§ TRECHO DA FONTE
Helena Theodoro: a força de Iansã em defesa da cultura afro-brasileira

Nascida em 1943, no Rio de Janeiro, a tijucana é referência na pesquisa sobre cultura negra, carnaval, samba e religiões de matriz africana

Por Semayat S. Oliveira

21|12|2022

Alterado em 22|12|2022

Em agosto de 2022 a comedoria do Sesc Pompeia, em São Paulo (SP), reuniu artistas e pensadoras do samba vindas de diferentes estados do país como Minas Gerais, Rio de Janeiro, e Paraná, para homenagear Helena Theodoro, uma das principais intelectuais pesquisadoras do assunto.

A programação “Massembas de Ialdês: celebrando o legado de Helena Theodoro”,  aconteceu em seis encontros, durante três semanas seguidas, e integrou o “Dossiê da Diáspora – Presença e resistência negra no mundo”, iniciativa  do Sesc Pompeia que, a partir de um olhar para a diáspora africana, apresenta uma série de ações evidenciando a influência do povo negro nas ciências, cultura e artes ao redor do mundo.

§ INSTRUÇÃO DADA 1
Segundo o texto sobre Helena Theodoro, em quantos encontros e ao longo de quanto tempo aconteceu a programação "Massembas de Ialdês"?
§ INSTRUÇÃO DADA 2
Continue o texto sobre Helena Theodoro a partir do ponto em que ele para.

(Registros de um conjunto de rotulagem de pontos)
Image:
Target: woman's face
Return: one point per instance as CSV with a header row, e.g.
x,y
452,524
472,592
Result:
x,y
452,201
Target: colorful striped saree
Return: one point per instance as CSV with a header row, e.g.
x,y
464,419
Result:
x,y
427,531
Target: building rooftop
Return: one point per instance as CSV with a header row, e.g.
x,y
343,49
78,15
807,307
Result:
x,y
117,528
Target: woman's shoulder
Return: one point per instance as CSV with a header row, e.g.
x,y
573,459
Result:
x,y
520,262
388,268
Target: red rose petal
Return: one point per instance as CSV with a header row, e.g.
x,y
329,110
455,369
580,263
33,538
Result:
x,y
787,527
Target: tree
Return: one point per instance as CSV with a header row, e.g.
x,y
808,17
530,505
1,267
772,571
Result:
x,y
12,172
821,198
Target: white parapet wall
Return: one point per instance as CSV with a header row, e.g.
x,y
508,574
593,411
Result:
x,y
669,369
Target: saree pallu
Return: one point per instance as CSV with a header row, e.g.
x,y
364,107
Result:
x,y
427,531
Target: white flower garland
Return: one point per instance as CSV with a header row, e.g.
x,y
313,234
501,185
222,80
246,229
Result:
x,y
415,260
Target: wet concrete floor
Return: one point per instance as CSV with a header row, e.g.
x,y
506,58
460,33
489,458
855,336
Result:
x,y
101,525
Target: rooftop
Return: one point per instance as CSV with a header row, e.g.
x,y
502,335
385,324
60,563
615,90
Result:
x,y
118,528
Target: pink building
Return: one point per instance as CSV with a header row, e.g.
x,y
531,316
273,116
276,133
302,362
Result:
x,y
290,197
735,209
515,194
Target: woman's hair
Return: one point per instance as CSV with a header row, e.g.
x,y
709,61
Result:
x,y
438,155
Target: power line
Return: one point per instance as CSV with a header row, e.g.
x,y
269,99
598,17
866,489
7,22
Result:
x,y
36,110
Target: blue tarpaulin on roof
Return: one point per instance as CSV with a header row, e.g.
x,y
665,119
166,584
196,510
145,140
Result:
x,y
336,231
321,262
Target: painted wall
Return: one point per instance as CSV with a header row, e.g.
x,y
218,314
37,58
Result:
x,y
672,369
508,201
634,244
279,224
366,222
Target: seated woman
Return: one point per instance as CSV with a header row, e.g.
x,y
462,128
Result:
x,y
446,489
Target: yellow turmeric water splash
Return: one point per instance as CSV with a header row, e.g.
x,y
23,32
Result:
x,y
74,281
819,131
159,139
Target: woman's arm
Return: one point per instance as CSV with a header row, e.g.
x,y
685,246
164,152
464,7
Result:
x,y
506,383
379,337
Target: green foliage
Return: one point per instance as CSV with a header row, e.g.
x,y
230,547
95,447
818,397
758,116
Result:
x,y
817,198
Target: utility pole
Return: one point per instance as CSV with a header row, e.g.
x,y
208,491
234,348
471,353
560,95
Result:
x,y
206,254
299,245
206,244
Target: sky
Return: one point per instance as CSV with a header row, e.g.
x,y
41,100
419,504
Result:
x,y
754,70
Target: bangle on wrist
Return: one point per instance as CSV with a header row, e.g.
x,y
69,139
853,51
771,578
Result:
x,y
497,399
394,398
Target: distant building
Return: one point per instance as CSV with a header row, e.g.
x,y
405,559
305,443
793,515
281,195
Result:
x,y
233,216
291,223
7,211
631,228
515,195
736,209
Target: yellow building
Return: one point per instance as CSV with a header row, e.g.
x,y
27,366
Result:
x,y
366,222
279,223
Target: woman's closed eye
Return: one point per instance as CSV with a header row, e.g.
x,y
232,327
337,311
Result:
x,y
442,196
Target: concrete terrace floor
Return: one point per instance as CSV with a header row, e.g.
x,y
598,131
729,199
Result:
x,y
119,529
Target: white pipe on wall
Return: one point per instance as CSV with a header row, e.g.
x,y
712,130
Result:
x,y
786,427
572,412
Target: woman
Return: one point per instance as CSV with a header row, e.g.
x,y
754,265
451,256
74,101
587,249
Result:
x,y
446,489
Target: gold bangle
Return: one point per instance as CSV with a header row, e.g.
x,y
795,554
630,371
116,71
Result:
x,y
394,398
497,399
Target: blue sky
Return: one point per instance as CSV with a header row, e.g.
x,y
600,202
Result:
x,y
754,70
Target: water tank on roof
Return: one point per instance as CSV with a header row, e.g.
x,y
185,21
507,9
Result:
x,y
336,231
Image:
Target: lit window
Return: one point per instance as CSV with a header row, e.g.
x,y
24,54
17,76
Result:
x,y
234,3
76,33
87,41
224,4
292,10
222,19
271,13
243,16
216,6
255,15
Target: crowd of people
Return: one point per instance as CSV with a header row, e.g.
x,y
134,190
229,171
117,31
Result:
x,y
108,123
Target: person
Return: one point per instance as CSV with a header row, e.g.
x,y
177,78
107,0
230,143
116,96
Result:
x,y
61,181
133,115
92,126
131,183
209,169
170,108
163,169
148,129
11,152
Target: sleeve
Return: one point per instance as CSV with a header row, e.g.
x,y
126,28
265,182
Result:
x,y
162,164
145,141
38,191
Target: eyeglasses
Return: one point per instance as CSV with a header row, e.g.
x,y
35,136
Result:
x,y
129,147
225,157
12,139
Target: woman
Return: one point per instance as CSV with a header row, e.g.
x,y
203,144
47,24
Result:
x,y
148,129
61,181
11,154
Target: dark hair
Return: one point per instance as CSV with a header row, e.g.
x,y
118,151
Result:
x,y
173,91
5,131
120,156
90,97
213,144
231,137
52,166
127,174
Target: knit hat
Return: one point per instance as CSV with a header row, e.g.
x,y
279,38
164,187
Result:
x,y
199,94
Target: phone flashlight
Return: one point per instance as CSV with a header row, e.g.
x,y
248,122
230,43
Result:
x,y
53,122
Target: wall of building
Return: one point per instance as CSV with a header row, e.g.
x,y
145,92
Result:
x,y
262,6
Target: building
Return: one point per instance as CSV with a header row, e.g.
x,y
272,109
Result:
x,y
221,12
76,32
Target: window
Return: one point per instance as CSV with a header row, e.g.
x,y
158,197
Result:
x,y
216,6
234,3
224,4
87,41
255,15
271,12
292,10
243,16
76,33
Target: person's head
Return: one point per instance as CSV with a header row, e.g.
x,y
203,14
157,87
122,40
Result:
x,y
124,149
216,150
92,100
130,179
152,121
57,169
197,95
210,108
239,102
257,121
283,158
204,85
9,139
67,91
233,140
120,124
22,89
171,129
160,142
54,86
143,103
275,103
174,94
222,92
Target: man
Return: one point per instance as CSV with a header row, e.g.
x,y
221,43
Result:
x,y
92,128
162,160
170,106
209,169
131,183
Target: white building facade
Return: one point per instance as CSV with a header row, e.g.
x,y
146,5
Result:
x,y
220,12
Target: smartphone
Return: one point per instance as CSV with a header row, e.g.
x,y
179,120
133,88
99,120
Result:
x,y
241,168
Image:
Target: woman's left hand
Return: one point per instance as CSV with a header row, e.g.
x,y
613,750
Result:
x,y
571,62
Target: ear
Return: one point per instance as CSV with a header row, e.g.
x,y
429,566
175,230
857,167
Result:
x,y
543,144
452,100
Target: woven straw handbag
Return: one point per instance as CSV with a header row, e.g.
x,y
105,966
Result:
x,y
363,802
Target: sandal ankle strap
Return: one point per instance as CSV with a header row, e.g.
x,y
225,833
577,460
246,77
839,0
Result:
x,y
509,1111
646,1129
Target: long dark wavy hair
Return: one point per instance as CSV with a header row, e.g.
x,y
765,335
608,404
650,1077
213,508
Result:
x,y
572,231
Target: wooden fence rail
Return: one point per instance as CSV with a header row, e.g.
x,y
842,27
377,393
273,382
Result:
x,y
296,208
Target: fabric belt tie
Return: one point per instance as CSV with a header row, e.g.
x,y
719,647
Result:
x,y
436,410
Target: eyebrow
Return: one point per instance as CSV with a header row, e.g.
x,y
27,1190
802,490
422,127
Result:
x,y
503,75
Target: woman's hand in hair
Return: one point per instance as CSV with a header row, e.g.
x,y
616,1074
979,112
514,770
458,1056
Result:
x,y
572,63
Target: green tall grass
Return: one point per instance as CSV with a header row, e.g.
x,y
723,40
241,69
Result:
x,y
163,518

§ RESPOSTA 1
Em seis encontros, durante três semanas seguidas.

§ RESPOSTA 2
Maitê Freitas, pesquisadora, jornalista e produtora cultural, foi a curadora responsável pela realização do encontro. A dinâmica aplicada ao evento, chamada samba-conversação, foi idealizada por ela e tem origem no projeto Samba Sampa, nascido em 2012 como uma forma de disseminar, refletir e reunir um acervo vivo e orgânico do samba. 

“Eu vi a palavra “massembas” no dicionário bantu do Nei Lopes há muitos anos”, conta a pesquisadora. “Samba, semba, dissemba e massemba fazem parte de uma mesma raiz, o mesmo tronco linguístico, e trazem a ideia de encontro. Então, temos samba como reunião, a dissemba como essa disseminação e a massemba como esse lugar de encontro”, explica Maitê.

“Massembas de Ialodês” é, portanto, a união do bantu com a palavra em yorubá Ialodê, que se refere às mulheres que ocupam posições de liderança em suas comunidades. “Então, é um encontro de mulheres sábias”, explica a pesquisadora. 

Helena Theodoro recebe as honras do encontro por ser referência na pesquisa sobre cultura negra, carnaval, samba e arte, experiências religiosas africanas e afro-brasileiras e relações raciais. Ela foi a primeira mulher a tratar o samba como ciência e filosofia dentro da universidade e abriu os caminhos para aquelas que vieram depois.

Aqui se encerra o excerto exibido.